THE PROBLEM: Extract every line of the material below and reproduce each one unchanged, in the same order.

Excerpts from point annotation material
• • • • •

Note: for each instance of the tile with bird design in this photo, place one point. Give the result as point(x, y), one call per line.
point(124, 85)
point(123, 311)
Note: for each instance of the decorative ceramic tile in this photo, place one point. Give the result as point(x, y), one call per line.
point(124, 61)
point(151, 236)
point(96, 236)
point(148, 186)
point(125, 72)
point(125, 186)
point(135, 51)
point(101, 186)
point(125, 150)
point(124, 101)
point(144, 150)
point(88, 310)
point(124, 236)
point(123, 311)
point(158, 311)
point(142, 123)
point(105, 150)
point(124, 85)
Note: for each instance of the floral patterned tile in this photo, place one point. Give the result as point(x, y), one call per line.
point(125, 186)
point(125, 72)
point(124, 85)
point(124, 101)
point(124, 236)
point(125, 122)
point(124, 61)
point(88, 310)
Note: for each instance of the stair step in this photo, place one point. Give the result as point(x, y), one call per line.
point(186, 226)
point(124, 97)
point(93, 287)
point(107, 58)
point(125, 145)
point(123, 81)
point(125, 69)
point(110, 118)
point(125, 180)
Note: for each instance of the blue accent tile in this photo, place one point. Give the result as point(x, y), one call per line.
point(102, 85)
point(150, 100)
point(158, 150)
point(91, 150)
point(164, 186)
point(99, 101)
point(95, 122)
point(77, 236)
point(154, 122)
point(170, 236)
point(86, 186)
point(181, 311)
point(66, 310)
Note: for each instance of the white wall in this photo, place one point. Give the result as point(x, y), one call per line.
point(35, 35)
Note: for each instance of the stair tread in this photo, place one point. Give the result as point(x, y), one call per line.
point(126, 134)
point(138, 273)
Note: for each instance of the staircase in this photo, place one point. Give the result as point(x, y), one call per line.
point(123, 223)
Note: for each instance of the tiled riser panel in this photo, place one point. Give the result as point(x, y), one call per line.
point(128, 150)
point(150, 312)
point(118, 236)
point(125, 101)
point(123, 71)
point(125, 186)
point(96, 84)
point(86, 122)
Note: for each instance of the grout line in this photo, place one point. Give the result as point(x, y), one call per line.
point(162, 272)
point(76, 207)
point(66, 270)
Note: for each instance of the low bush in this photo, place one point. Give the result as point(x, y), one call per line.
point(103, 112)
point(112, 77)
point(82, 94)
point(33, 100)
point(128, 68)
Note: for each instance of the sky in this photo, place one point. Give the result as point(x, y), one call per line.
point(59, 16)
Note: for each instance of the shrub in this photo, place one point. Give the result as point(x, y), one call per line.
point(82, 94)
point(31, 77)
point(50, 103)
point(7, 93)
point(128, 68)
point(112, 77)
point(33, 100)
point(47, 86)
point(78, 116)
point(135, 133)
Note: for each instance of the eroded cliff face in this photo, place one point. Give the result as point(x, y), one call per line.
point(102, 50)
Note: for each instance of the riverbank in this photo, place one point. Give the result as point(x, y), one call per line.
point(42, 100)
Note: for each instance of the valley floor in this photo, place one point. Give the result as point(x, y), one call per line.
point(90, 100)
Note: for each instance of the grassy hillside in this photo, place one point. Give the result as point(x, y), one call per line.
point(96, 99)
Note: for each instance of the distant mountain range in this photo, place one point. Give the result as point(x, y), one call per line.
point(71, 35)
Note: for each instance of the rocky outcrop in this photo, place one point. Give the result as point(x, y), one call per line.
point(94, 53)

• • • • •

EXERCISE RESPONSE:
Note: for each instance of the tile with bird design in this photo, place one point. Give the result as point(x, y), one call per line.
point(124, 85)
point(123, 311)
Note: for each instance of the decorative ceramic tile in this photo, place one point. Give the result as point(x, y), one call per line.
point(124, 61)
point(151, 236)
point(96, 236)
point(148, 186)
point(125, 72)
point(125, 186)
point(135, 51)
point(101, 186)
point(125, 150)
point(124, 101)
point(144, 150)
point(88, 310)
point(124, 236)
point(123, 311)
point(158, 311)
point(142, 123)
point(105, 150)
point(124, 85)
Note: for each instance of the floral patterned tile in this photo, place one point. Give the result as point(x, y), one call per line.
point(125, 186)
point(125, 72)
point(124, 85)
point(124, 101)
point(124, 236)
point(125, 122)
point(124, 61)
point(88, 310)
Note: for each instance of the stair step in this photo, place one point. Give the result as point(x, y), one call per line.
point(186, 226)
point(124, 97)
point(93, 287)
point(107, 58)
point(125, 145)
point(123, 81)
point(125, 69)
point(110, 118)
point(125, 180)
Note: for each instance of the blue accent tile in this photo, place one point. Give the result as point(x, y), one call per line.
point(102, 85)
point(150, 100)
point(158, 150)
point(91, 150)
point(164, 186)
point(99, 101)
point(95, 122)
point(77, 236)
point(154, 122)
point(170, 236)
point(86, 186)
point(181, 311)
point(66, 310)
Note: for each instance of the white wall in this photo, place one point. Give the result as point(x, y), one call per line.
point(35, 35)
Note: for each instance of the stair tread in this photo, place one point. Give the result as point(x, y), one call per line.
point(126, 134)
point(138, 273)
Note: for each instance of the staircase in this photo, place one point. Give the result as point(x, y), one call per line.
point(123, 223)
Note: for each instance of the tiled riser panel in this photo, place one point. Give the result as point(x, y), one call per line.
point(128, 150)
point(150, 312)
point(118, 236)
point(125, 101)
point(123, 71)
point(125, 186)
point(96, 84)
point(86, 122)
Note: for each instance of the grout line in this photo, place one point. Give the result as point(x, y), one call per line.
point(162, 272)
point(76, 207)
point(66, 270)
Note: for each instance of the low bush in this photo, place one point. Give the result as point(x, y), one call per line.
point(103, 112)
point(112, 77)
point(82, 94)
point(33, 100)
point(128, 68)
Note: for each instance of the sky in this photo, place one point. Give the result as point(x, y), one call per line.
point(59, 16)
Note: for each instance of the shrub in this photo, place one point. Give the result as point(x, y), one call per line.
point(82, 94)
point(31, 77)
point(50, 103)
point(7, 93)
point(128, 68)
point(112, 77)
point(33, 100)
point(47, 86)
point(78, 116)
point(135, 133)
Note: for each instance of the eroded cliff face in this photo, place one point. Give the result as point(x, y), one call per line.
point(102, 50)
Note: for each instance of the riverbank in this photo, place one point. Give the result as point(x, y), one call per line.
point(42, 100)
Note: for each instance of the valley floor in this photo, place one point. Give the result as point(x, y), one call per line.
point(90, 100)
Note: for each instance of the grassy hillside in this photo, place one point. Give the result as point(x, y), one call per line.
point(96, 99)
Note: for each instance of the distant mountain range in this photo, place one point. Give the result as point(x, y), one call per line.
point(71, 35)
Note: for each instance of the rocky outcrop in this photo, place one point. Give the result as point(x, y), one call per line.
point(94, 53)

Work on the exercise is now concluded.